■ WHAT THE TASK ASKS
Using the text about Margaret Atwood below, decide whether each statement agrees with it: 1. Atwood usually types her drafts. 2. The Handmaid's Tale premiered as a television show in 2017. 3. Atwood pays close attention to genre while writing. Answer yes or no for each and quote the deciding words.

Atwood has made a huge impact on Canadian literature. She is known for exploring ideas of gender, power, and identity, and for rewriting myths and fairy tales (or in the case of her 2016 novel Hag-Seed, a Shakespeare classic).
Above all, perhaps, Atwood has made her mark with haunting visions of future dystopias. This has reached a new peak since The Handmaid’s Tale premiered as a television show in 2017. Told from the first-person perspective of Offred, a woman kept as a slave in a totalitarian future version of the United States called the Republic of Gilead, the story has become a symbol for the country’s real-life political controversies.
What Is Margaret Atwood’s Writing Process?
Atwood says she tends to handwrite her drafts because that is how she gets the best flow from brain to hand to the page. She describes herself as a “downhill skier”— she tries to go as fast as she can and then backtracks to fill in the gaps later.
And although she is known for the scale and perspicacity of her ideas, Atwood is adamant that is not where her books start, nor should they.
“I never start with an idea,” says Atwood. “When people are teaching books, books that have already been finished—then they can talk about ideas, because by that time somebody might know what the idea is or what the ideas are.”
“The way we were taught literature in high school was probably backward. We were taught that there was this container. The work of art. There were these ideas like prizes in a Cracker Jack box, but that isn't usually how writers write. They start with characters, they start with voices, they start with scenes. Sometimes my books have started with objects. And out of that comes a story. Because what are novels if not stories.”
How Does Margaret Atwood Approach Genre?
Often, books in the science fiction genre are seen as separate from works of serious literary fiction—but Atwood blurs the boundaries between the two. In fact, she purposefully avoids thinking about genre while writing; she leaves that task to the marketers.

■ DATA RECORDS
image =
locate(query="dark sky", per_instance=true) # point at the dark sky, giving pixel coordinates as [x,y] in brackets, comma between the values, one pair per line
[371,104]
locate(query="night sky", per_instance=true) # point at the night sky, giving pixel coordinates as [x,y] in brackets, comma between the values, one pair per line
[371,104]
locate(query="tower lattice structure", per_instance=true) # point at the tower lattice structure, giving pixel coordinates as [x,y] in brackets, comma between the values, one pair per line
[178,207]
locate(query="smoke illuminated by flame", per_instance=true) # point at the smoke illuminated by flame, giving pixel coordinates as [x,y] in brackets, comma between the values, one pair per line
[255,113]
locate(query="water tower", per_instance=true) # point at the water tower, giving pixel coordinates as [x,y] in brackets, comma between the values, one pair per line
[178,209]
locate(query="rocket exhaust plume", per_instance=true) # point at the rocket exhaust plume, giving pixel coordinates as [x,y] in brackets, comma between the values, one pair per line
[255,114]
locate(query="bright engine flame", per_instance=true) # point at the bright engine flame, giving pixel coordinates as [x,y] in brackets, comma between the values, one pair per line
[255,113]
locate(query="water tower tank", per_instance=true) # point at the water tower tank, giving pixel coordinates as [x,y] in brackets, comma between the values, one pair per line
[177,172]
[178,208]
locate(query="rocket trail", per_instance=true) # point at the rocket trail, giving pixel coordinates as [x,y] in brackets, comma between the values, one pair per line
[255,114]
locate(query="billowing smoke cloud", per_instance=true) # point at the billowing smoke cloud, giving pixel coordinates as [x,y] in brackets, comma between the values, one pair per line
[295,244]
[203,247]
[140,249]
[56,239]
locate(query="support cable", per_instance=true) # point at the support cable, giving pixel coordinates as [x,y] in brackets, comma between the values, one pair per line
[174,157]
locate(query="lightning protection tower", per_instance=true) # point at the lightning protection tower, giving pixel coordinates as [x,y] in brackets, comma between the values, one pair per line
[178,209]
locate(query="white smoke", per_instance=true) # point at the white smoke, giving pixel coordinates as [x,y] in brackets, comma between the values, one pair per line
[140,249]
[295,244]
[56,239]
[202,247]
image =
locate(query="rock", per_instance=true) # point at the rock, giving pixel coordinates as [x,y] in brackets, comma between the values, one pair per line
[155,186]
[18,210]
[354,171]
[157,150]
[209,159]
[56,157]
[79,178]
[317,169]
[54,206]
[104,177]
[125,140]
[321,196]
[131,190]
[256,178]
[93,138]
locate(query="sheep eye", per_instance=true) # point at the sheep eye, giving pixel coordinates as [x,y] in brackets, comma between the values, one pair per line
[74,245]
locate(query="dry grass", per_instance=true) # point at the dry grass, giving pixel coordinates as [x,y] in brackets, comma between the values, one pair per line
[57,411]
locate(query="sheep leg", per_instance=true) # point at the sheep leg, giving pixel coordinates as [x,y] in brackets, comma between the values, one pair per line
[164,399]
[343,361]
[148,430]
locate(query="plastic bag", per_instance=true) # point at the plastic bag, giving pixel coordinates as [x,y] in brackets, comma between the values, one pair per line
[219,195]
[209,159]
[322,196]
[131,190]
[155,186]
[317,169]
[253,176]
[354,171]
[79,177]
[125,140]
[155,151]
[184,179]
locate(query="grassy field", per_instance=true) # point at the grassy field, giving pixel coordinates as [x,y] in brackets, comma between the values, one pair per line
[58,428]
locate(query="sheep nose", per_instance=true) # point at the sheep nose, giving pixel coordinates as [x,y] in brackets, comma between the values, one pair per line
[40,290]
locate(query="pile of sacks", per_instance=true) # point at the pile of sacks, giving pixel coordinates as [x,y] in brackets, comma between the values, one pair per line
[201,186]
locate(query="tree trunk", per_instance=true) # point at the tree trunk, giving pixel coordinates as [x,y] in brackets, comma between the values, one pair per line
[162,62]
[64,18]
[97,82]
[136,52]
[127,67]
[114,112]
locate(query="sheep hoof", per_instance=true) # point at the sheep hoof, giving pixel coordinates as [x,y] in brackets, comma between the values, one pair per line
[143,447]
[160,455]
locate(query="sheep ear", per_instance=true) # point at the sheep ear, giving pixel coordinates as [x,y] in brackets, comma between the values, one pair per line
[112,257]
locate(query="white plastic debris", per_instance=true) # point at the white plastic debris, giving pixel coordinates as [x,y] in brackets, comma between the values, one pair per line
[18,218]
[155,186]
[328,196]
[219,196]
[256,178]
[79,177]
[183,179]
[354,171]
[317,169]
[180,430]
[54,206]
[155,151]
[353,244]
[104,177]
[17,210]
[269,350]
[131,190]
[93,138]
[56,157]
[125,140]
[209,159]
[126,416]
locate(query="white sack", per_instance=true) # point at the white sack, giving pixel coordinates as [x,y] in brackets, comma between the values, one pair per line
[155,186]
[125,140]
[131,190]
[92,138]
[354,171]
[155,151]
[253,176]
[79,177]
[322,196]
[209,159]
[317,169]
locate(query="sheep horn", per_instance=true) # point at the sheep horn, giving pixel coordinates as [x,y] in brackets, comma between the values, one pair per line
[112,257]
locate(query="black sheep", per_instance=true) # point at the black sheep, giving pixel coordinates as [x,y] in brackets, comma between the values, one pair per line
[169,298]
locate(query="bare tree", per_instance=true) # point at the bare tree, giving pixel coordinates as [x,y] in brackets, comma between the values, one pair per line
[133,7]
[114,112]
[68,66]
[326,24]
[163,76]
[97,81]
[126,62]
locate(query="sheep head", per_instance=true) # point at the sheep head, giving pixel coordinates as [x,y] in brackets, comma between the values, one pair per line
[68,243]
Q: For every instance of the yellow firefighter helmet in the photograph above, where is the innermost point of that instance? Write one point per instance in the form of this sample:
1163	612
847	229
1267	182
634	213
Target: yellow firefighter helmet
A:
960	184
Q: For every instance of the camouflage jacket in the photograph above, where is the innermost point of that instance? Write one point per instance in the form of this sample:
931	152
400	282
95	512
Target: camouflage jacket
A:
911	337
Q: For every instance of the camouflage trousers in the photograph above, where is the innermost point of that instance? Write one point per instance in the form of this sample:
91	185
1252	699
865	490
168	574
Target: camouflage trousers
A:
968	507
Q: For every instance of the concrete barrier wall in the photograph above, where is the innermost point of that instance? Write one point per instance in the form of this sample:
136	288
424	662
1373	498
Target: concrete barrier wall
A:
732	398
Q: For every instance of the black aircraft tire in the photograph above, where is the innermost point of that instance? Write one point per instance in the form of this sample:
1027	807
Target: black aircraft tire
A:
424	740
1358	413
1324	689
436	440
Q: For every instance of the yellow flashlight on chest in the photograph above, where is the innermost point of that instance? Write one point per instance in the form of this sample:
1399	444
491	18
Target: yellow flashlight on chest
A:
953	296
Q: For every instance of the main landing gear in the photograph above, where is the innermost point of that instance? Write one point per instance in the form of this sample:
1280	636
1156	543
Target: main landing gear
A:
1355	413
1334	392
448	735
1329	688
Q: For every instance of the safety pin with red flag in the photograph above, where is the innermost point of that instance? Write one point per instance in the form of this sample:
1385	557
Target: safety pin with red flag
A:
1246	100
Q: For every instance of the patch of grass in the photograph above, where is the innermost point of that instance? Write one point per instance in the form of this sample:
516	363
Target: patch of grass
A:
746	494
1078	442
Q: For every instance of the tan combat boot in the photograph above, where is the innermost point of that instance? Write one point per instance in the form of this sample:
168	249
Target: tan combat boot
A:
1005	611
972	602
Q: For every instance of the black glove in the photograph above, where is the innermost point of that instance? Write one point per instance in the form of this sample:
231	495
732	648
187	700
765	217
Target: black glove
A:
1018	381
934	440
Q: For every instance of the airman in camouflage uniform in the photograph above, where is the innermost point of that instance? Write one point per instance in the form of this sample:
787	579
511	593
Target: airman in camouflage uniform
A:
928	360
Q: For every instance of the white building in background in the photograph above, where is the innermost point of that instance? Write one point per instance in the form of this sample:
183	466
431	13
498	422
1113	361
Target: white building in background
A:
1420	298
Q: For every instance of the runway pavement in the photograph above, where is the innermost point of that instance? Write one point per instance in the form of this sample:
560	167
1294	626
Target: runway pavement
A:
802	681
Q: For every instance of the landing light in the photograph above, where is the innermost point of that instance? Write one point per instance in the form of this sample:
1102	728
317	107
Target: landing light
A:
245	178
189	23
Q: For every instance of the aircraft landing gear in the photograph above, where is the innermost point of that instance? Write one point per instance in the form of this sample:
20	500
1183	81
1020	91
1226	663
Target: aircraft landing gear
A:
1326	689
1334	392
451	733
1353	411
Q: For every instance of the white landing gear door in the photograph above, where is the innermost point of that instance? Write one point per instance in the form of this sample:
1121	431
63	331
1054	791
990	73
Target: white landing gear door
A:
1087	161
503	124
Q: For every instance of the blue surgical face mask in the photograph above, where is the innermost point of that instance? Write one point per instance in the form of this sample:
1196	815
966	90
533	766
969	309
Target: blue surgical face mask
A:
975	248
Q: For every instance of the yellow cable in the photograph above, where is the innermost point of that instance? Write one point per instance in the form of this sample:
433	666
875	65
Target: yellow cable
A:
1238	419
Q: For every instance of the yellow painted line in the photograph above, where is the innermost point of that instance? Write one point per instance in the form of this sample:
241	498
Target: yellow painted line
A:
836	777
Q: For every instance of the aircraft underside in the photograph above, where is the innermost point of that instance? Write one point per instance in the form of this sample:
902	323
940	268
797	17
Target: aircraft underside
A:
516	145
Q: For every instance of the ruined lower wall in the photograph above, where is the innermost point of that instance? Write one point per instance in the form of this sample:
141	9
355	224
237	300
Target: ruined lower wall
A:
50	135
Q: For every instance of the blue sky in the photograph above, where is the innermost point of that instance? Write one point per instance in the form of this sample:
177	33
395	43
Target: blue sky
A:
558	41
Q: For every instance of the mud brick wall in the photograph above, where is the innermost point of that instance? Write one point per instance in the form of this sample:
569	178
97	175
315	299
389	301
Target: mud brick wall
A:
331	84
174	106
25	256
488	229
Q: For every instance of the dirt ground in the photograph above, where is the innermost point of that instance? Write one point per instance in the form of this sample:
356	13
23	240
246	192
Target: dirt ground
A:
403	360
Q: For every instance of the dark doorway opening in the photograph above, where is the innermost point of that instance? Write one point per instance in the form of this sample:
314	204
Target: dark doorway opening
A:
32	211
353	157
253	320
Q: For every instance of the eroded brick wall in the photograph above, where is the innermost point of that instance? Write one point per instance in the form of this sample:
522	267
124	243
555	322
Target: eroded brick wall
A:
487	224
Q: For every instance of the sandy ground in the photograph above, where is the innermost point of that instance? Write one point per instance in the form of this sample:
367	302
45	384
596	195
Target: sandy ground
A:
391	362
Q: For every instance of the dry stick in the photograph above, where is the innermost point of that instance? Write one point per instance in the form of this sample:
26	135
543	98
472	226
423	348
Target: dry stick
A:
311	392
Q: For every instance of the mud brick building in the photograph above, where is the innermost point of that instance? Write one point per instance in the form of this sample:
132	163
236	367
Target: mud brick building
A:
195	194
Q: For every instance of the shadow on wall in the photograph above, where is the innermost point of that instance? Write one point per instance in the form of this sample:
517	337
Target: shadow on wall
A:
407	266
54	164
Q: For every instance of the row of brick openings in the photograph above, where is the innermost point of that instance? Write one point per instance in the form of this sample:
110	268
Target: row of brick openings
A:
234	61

■ WRITTEN REPLY
1. No: "Atwood says she tends to handwrite her drafts"
2. Yes: "since The Handmaid’s Tale premiered as a television show in 2017"
3. No: "she purposefully avoids thinking about genre while writing"